--- RECORDS SUPPLIED Enclosed Below ---

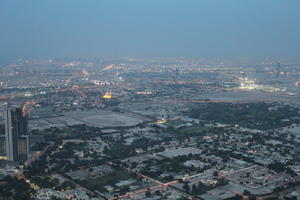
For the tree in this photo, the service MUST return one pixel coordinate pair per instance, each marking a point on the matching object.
(216, 173)
(148, 193)
(186, 187)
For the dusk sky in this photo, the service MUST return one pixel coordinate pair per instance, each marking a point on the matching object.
(149, 28)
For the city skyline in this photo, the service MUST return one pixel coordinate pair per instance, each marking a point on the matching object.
(43, 29)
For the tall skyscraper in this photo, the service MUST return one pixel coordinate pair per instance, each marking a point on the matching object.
(15, 130)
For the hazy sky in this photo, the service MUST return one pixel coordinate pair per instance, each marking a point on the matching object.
(149, 28)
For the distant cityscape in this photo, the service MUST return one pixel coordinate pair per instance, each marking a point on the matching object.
(134, 128)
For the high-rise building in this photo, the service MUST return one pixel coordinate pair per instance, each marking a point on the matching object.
(15, 132)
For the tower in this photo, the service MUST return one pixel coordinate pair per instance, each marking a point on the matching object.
(15, 129)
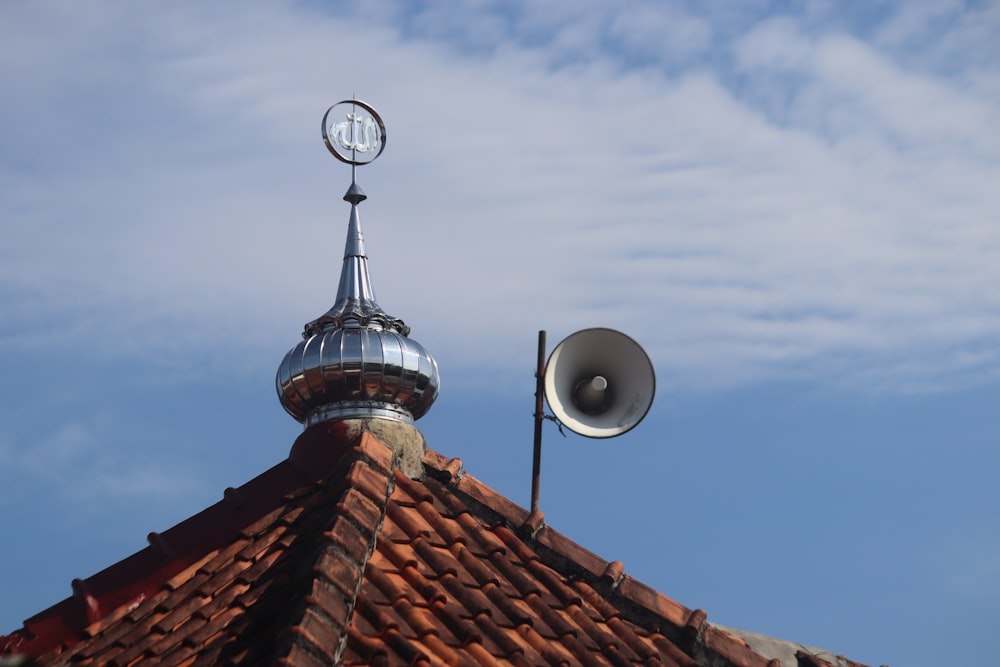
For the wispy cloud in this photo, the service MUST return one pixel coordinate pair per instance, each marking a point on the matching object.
(821, 201)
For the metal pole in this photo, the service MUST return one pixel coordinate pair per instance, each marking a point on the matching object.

--- End of Enclosed RECORDS SUPPLIED ---

- [WHAT THE EXERCISE ASKS]: Output consists of exactly the lines from the one containing "For the wispy" to the end of the records above, retyped without change and with nothing extra.

- [RESPONSE AREA]:
For the wispy cloud in this photo, the service MUST return one pixel coordinate pair per instance, each marking a point on the matching object.
(821, 201)
For the metal pole in this photo, the service MUST return one pixel coordinate pair per instance, each marking a point on the matching object.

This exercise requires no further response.